[Opening Dataset records section]
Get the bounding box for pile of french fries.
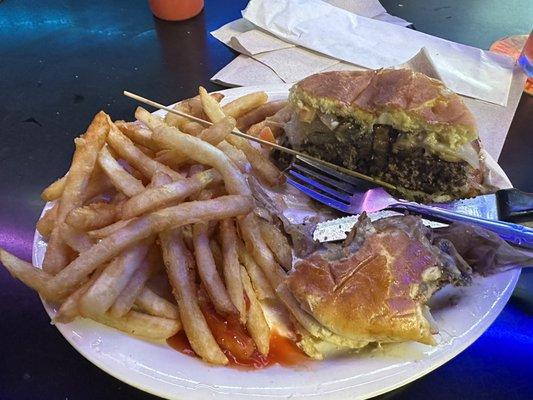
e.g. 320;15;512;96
0;88;297;365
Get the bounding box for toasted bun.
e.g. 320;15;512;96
289;69;478;151
286;217;445;345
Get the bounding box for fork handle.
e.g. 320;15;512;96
392;202;533;249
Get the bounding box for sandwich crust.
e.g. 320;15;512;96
289;69;478;152
286;217;447;345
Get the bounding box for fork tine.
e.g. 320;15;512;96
292;163;357;195
286;177;350;213
288;170;352;202
296;156;377;191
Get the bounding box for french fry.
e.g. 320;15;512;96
92;310;181;340
79;239;152;317
137;144;156;158
0;249;52;294
236;100;288;131
83;164;115;202
47;195;253;300
43;111;109;274
241;266;270;355
238;213;286;290
138;108;236;166
197;116;235;144
59;222;94;253
181;121;204;136
87;218;132;239
144;114;251;196
258;219;293;271
217;141;250;173
154;149;188;169
236;238;276;301
160;229;228;365
109;244;162;318
135;287;181;320
199;87;284;187
209;237;223;272
219;219;246;322
66;202;119;231
41;175;66;202
115;120;160;151
54;267;103;323
107;120;182;181
120;169;221;220
193;222;237;315
164;93;224;129
98;145;146;197
36;204;58;239
222;91;268;119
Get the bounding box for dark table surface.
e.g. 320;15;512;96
[Closing Dataset records section]
● Task requirements: Exactly as written, copy out the listing, but without any pictures.

● Response below:
Get the bounding box for pile of french fries.
e.g. 320;15;512;96
0;88;297;365
Get the bounding box for toasted bun.
e.g. 320;15;512;96
289;69;478;151
286;217;445;345
Get the bounding box for fork handle.
e.g. 320;15;512;96
392;202;533;249
Get the bounding box for sandwich crust.
e.g. 320;15;512;96
289;69;478;152
286;217;447;345
Get the bounding box for fork tine.
e.g. 320;15;512;96
292;163;357;195
286;177;350;213
288;170;352;202
296;156;377;191
Get the bounding box for french fry.
e.g. 320;15;512;96
92;310;181;340
79;239;152;317
137;144;156;158
0;249;52;294
236;100;288;131
83;164;115;202
47;195;253;300
43;111;109;274
241;266;270;355
238;213;286;290
138;108;236;166
197;116;235;144
59;222;94;253
181;121;204;136
87;218;132;239
144;114;251;196
258;219;293;271
217;141;250;173
154;149;188;169
236;238;276;301
160;229;228;365
109;244;162;318
135;287;181;320
199;87;284;187
209;237;223;272
219;219;246;322
66;202;119;231
41;175;66;202
115;120;160;151
54;267;103;323
107;120;182;181
120;169;221;220
193;222;237;315
164;93;224;129
98;145;146;197
36;204;58;239
222;91;268;119
Get the bounding box for dark table surface.
e.g. 320;15;512;96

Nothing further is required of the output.